> Records shown:
— Start —
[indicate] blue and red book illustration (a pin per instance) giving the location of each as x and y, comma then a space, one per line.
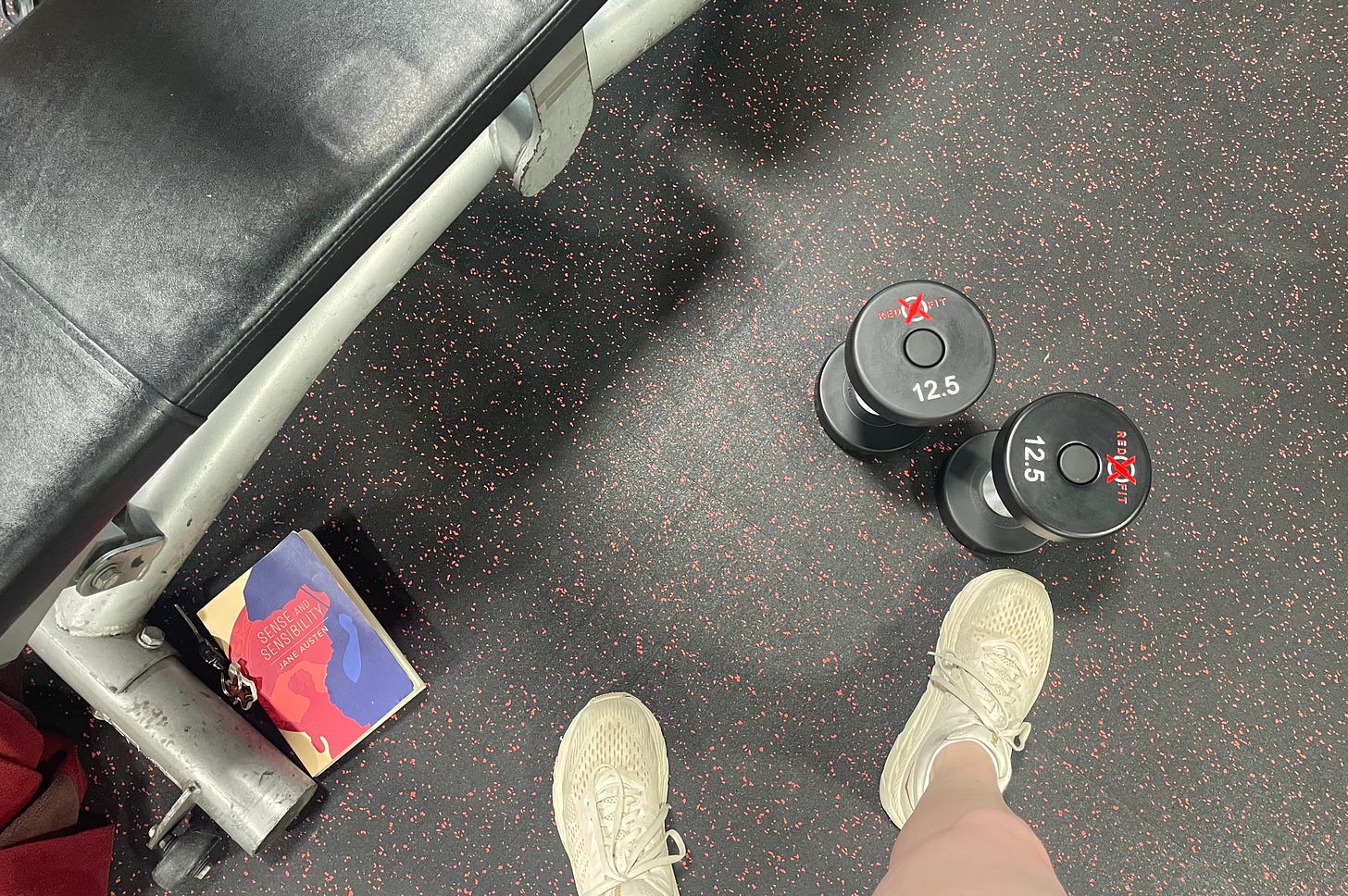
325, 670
— End —
— Start —
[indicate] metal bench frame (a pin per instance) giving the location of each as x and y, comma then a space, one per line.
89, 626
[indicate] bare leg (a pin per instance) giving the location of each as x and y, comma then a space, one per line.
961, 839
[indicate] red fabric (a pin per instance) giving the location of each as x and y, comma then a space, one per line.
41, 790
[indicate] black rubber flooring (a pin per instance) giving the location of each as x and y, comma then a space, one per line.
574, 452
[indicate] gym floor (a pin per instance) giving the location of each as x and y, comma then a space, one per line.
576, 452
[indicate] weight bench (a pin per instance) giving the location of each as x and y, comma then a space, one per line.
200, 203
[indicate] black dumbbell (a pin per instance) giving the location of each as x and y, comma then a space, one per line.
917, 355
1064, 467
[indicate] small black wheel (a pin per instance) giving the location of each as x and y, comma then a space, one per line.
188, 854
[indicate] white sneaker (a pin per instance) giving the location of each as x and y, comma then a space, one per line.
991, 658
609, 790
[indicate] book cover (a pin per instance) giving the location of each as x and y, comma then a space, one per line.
— End —
— Start —
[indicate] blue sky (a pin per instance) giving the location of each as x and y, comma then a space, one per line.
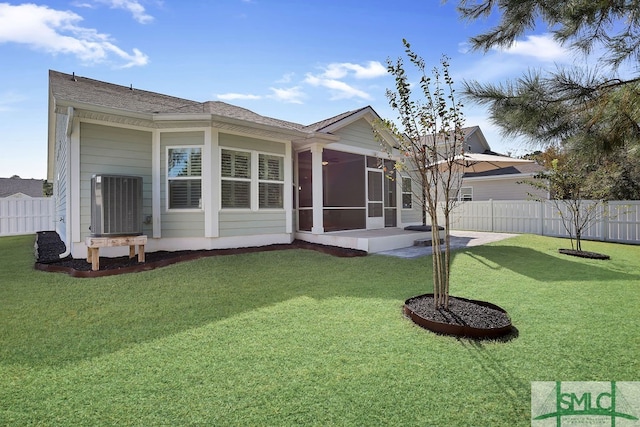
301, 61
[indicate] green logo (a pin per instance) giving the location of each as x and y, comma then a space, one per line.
— End —
Reproduce the lines of the records word for word, beginning at the line that has "[indicate] small black" and stopping after the line that has "[indicate] book cover".

[indicate] small black wheel (a pin per instance) giving the location of each as x and y, comma then a space, one per line.
188, 854
[indicate] white sneaker (a pin per instance) giving the location of each as x and y, comma then a space, one per line.
991, 658
609, 790
[indicate] book cover (a pin per instance) giving the location of each as x and y, comma then a space, one per line.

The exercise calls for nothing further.